(Text)
— Start —
The Oakland Symphony Orchestra Association (OSOA) was a professional regional symphony orchestra in Oakland, California, from 1933 to 1986. In 1986 the symphony filed  Chapter 7 bankruptcy.  It is succeeded by the Oakland East Bay Symphony (OEBS).

History
The Oakland Symphony Orchestra was formed 1933 under the leadership of conductor Orley See; the orchestra presented four concerts in the lobby of the Oakland YMCA as its first season. See conducted until his death in 1957, at which time Piero Bellugi was appointed music director. In 1959 Bellugi was replaced by Gerhard Samuel.

During the 1960s the home of the orchestra was the Oakland Civic Auditorium (now the Kaiser Convention Center). During that same the Symphony season expanded from eight to twenty-four concerts, and the organization established a national reputation for innovative programming and community involvement.

In 1964 Samuel oversaw the creation of the Oakland Symphony Youth Orchestra, one of the Oakland Symphony's most successful ventures. Composed of seventy-five teenage players, it made five commercial recordings and toured internationally, winning the Silver Medal at the Herbert von Karajan Festival in Berlin. It performed in schools and for community organizations, and regularly commissioned and premiered works – projects it financed through volunteer activities. Samuel also supervised the formation of the Oakland Symphony Chorus, which grew to 120 voices and performed with other Bay Area orchestras, including the San Francisco Symphony.
— End —
(Given instruction) From the Oakland Symphony history, copy the passage that begins at the words "The Oakland Symphony Orchestra Association" and stops after "and community involvement.", word for word.

(Extracted data)
— Start —
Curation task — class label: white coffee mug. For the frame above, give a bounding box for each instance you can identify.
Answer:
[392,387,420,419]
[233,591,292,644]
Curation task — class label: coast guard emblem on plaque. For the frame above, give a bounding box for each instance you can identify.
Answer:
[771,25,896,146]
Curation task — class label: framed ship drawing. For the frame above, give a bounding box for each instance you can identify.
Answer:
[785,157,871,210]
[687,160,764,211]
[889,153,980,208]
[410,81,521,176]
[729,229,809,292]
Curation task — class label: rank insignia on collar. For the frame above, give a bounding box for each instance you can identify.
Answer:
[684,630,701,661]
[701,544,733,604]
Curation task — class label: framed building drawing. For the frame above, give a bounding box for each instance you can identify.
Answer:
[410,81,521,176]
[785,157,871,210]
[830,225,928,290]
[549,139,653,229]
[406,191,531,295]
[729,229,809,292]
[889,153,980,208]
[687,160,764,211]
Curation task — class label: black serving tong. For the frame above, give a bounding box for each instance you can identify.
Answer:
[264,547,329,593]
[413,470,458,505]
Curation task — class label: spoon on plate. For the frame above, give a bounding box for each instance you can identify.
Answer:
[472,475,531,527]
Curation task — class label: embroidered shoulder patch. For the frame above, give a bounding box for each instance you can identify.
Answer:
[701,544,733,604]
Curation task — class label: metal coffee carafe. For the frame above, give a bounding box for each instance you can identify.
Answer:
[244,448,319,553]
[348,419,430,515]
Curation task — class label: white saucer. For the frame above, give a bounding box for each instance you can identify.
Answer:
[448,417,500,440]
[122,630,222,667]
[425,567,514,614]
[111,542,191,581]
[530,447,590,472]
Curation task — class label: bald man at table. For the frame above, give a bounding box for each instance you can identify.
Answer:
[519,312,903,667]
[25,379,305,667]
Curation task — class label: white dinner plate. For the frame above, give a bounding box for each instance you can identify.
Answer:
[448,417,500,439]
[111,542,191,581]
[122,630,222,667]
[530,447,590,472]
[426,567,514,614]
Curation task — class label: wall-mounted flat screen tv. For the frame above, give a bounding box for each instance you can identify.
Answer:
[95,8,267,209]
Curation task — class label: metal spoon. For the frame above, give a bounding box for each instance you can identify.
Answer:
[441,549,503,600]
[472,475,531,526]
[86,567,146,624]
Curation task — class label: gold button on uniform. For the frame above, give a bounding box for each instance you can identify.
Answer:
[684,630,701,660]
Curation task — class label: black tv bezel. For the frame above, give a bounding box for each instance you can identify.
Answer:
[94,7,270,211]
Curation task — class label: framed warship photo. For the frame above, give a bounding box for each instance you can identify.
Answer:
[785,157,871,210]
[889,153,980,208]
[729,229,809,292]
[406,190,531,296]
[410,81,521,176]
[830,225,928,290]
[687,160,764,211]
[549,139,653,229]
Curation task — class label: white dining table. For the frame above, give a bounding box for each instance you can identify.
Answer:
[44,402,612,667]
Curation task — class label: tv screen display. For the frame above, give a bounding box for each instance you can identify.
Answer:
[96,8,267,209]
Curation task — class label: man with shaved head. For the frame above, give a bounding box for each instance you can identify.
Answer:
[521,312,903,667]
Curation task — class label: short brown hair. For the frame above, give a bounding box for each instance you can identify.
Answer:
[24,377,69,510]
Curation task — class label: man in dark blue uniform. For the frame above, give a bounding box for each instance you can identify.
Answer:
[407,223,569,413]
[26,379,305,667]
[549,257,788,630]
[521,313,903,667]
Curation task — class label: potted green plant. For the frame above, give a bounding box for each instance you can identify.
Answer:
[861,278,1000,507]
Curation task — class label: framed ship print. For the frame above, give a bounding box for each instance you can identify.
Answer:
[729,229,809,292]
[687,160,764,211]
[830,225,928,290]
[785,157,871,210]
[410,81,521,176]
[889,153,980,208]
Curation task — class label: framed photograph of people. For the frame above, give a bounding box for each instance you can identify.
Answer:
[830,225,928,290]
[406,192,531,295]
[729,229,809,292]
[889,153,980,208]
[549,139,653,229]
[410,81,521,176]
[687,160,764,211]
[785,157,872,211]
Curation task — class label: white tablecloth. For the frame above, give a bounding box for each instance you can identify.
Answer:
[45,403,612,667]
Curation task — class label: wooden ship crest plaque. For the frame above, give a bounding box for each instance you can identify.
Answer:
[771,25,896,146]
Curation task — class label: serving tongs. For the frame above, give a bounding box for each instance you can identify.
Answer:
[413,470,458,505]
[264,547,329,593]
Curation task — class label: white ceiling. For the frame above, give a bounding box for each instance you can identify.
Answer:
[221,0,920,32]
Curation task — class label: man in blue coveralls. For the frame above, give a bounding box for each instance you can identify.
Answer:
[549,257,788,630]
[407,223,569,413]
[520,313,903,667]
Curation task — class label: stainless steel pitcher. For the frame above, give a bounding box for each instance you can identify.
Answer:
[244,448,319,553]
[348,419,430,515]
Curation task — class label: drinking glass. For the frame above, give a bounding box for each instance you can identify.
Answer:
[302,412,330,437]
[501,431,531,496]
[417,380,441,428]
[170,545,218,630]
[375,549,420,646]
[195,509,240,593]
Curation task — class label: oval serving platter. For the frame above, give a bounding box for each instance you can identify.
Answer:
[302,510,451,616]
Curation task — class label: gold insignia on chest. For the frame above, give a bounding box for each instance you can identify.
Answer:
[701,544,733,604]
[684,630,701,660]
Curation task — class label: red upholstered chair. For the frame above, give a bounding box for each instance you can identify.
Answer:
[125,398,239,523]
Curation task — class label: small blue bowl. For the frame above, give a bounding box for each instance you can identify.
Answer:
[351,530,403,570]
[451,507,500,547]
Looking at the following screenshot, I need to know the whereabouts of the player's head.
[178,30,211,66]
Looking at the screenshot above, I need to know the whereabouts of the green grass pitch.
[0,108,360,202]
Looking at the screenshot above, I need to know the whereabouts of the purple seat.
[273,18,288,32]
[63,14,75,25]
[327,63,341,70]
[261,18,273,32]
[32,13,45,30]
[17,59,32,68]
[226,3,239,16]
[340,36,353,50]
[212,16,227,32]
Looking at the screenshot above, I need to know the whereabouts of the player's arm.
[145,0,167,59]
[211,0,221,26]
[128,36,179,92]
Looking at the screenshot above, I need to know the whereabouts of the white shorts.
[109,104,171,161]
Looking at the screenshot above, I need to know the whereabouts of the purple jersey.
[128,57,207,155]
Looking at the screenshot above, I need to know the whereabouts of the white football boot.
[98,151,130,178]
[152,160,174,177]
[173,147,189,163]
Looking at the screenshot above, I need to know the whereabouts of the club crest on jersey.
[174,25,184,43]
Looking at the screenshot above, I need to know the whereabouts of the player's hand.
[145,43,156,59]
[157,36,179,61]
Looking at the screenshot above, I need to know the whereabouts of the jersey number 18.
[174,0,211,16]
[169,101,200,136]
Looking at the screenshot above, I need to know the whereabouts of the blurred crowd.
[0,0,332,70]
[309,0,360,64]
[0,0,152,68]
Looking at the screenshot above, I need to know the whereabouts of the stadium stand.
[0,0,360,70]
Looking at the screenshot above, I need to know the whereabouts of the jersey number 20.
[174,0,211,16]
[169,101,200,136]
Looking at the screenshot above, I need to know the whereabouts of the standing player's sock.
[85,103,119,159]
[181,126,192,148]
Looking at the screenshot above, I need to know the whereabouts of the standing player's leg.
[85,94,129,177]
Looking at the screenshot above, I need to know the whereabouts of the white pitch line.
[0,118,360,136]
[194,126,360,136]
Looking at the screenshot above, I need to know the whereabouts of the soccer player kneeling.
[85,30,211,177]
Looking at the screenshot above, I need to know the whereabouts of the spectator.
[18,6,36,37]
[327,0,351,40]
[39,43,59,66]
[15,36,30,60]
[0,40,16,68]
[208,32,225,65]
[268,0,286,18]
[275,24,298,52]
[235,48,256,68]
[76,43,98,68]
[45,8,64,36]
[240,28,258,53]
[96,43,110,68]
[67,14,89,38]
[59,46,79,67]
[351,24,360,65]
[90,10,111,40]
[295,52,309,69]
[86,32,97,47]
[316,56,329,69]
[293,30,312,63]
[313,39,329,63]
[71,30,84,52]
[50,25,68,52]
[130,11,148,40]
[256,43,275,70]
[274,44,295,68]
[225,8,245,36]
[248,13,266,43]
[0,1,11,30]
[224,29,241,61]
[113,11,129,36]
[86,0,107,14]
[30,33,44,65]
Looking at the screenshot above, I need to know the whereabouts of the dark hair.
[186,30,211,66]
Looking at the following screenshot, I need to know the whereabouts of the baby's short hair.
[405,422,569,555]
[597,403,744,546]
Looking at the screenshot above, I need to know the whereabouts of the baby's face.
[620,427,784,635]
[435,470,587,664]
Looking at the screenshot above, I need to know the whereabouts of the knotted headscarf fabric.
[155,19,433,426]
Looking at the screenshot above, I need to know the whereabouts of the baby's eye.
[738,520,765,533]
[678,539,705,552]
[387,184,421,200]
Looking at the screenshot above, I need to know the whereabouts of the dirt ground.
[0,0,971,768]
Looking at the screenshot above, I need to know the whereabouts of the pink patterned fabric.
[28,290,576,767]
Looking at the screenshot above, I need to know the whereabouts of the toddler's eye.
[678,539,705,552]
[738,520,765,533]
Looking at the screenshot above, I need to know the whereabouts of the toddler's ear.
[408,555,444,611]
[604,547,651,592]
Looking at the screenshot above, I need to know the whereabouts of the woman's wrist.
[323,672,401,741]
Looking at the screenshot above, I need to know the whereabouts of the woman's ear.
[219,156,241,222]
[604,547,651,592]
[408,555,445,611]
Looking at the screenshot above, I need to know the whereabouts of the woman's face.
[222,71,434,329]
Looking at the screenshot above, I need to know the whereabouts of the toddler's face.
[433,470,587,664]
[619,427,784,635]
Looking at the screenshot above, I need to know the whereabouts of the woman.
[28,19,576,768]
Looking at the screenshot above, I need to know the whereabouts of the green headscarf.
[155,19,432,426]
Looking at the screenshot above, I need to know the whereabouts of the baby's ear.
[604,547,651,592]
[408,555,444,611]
— End —
(Exercise output)
The Oakland Symphony Orchestra Association (OSOA) was a professional regional symphony orchestra in Oakland, California, from 1933 to 1986. In 1986 the symphony filed  Chapter 7 bankruptcy.  It is succeeded by the Oakland East Bay Symphony (OEBS).

History
The Oakland Symphony Orchestra was formed 1933 under the leadership of conductor Orley See; the orchestra presented four concerts in the lobby of the Oakland YMCA as its first season. See conducted until his death in 1957, at which time Piero Bellugi was appointed music director. In 1959 Bellugi was replaced by Gerhard Samuel.

During the 1960s the home of the orchestra was the Oakland Civic Auditorium (now the Kaiser Convention Center). During that same the Symphony season expanded from eight to twenty-four concerts, and the organization established a national reputation for innovative programming and community involvement.